● TAREA
Continúa el relato sobre la pareja que camina abrazada hasta el portal de ella a partir de su última oración.
───── FRAGMENTO DE TEXTO ─────
Sexo fuerte versus sexo débil

Sobre su hombro descansa una recia mano que la escolta en cada paso mientras lentamente pasean por aquella calle empedrada. Ella se siente protegida por la masculina hechura que la envuelve al unísono en que ambas miradas, cómplices en un universo químico del que no pueden escapar, se observan fijamente fundiendo sus labios en una sola realidad, en una sola dimensión. Tras aquel intercambio de fricciones hormonales allende las comisuras, siguen caminando abrazados, sintiendo él la seda de la femenina piel rodeando su cintura, y ella el brío y robustez varonil con que aquél abriga sus hombros. A escasos metros, el frontispicio de un antiguo portal  desemboca en una angosta casa del casco antiguo de la ciudad. Allí vive ella. Y allí, embriagada por el amor y aceptándose cortejada en connivencia con la biológica naturaleza femenina que es incapaz de soslayar, le lanza gestos de despedida dibujando besos en el aire a su acompañante. Aquél, un joven robusto y noble que lleva varios meses acompañándola hasta el portal, y vigilando hasta que entra en casa, no cabe ahora en sí de pasión. Al fin logró que ella le regale sus labios.
───── LISTADO DE DATOS ─────
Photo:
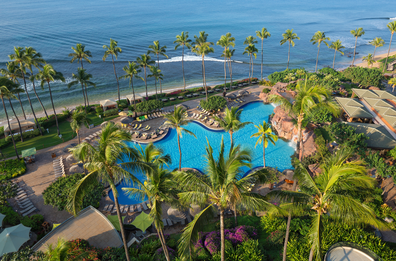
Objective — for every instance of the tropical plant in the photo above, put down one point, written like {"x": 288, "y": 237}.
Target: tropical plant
{"x": 318, "y": 38}
{"x": 182, "y": 40}
{"x": 359, "y": 32}
{"x": 106, "y": 163}
{"x": 48, "y": 74}
{"x": 176, "y": 120}
{"x": 336, "y": 46}
{"x": 113, "y": 50}
{"x": 289, "y": 37}
{"x": 265, "y": 135}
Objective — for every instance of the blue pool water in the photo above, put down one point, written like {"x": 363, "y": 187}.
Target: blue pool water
{"x": 193, "y": 149}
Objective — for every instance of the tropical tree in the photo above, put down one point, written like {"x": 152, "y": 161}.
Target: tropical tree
{"x": 132, "y": 70}
{"x": 289, "y": 37}
{"x": 22, "y": 59}
{"x": 158, "y": 50}
{"x": 202, "y": 47}
{"x": 336, "y": 46}
{"x": 265, "y": 135}
{"x": 263, "y": 34}
{"x": 82, "y": 78}
{"x": 226, "y": 41}
{"x": 222, "y": 186}
{"x": 145, "y": 61}
{"x": 318, "y": 38}
{"x": 106, "y": 163}
{"x": 113, "y": 50}
{"x": 183, "y": 41}
{"x": 392, "y": 27}
{"x": 177, "y": 120}
{"x": 47, "y": 75}
{"x": 356, "y": 33}
{"x": 157, "y": 75}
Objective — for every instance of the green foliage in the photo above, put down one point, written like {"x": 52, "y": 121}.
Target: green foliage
{"x": 57, "y": 193}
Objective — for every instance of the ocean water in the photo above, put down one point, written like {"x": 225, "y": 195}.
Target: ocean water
{"x": 52, "y": 27}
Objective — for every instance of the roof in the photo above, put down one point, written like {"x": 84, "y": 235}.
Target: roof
{"x": 90, "y": 224}
{"x": 354, "y": 108}
{"x": 379, "y": 137}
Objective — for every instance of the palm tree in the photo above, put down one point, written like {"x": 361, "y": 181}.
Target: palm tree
{"x": 334, "y": 192}
{"x": 318, "y": 38}
{"x": 356, "y": 33}
{"x": 176, "y": 120}
{"x": 336, "y": 46}
{"x": 5, "y": 85}
{"x": 202, "y": 48}
{"x": 226, "y": 41}
{"x": 82, "y": 78}
{"x": 289, "y": 37}
{"x": 231, "y": 122}
{"x": 103, "y": 163}
{"x": 392, "y": 27}
{"x": 132, "y": 70}
{"x": 114, "y": 50}
{"x": 20, "y": 57}
{"x": 79, "y": 119}
{"x": 158, "y": 50}
{"x": 145, "y": 61}
{"x": 221, "y": 187}
{"x": 263, "y": 34}
{"x": 264, "y": 135}
{"x": 47, "y": 75}
{"x": 182, "y": 40}
{"x": 157, "y": 75}
{"x": 377, "y": 42}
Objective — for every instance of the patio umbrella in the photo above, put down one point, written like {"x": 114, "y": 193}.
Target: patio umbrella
{"x": 12, "y": 238}
{"x": 143, "y": 221}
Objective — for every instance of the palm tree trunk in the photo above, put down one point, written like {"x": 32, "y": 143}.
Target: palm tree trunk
{"x": 121, "y": 227}
{"x": 16, "y": 117}
{"x": 9, "y": 127}
{"x": 53, "y": 107}
{"x": 386, "y": 61}
{"x": 115, "y": 73}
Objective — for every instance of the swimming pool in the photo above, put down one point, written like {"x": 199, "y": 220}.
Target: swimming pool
{"x": 193, "y": 149}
─────
● RESPUESTA ESPERADA
Bien podrían ser éstos los prolegómenos de una preciosa novela de amor adolescente, sino fuera porqué la escena aquí descrita, en nuestro desorientado e inaudito presente, se proyectaría a ojos de esa convertida en un rebaño opinión pública, adiestrada y adoctrinada por un cada vez menos profesional y más amarillista periodismo de barra de bar, como el abyecto y despreciable rostro del más rancio fascismo hetero-patriarcal. Una escena como la antes relatada, cuya normalidad en tiempos extintos es ahora el más peliagudo y punzante motivo de oprobio entre sexos, acabará no tardando mucho convirtiéndose en un nuevo escollo legal merced al cual todo conato natural de inevitable masculinidad será enfermizamente señalado  por un vulgo que segrega salivación ante los restos de pienso que le suministran en los vertederos televisivos. Amén de ello y mucho peor, será fruto de una más que perfecta y diseñada estrategia de exterminio legislativo, no ya de la institución familiar como binomio hombre-mujer, sino con mayor perversa profundidad, de la aniquilación del natural e instintivo cortejo del varón para con la fémina.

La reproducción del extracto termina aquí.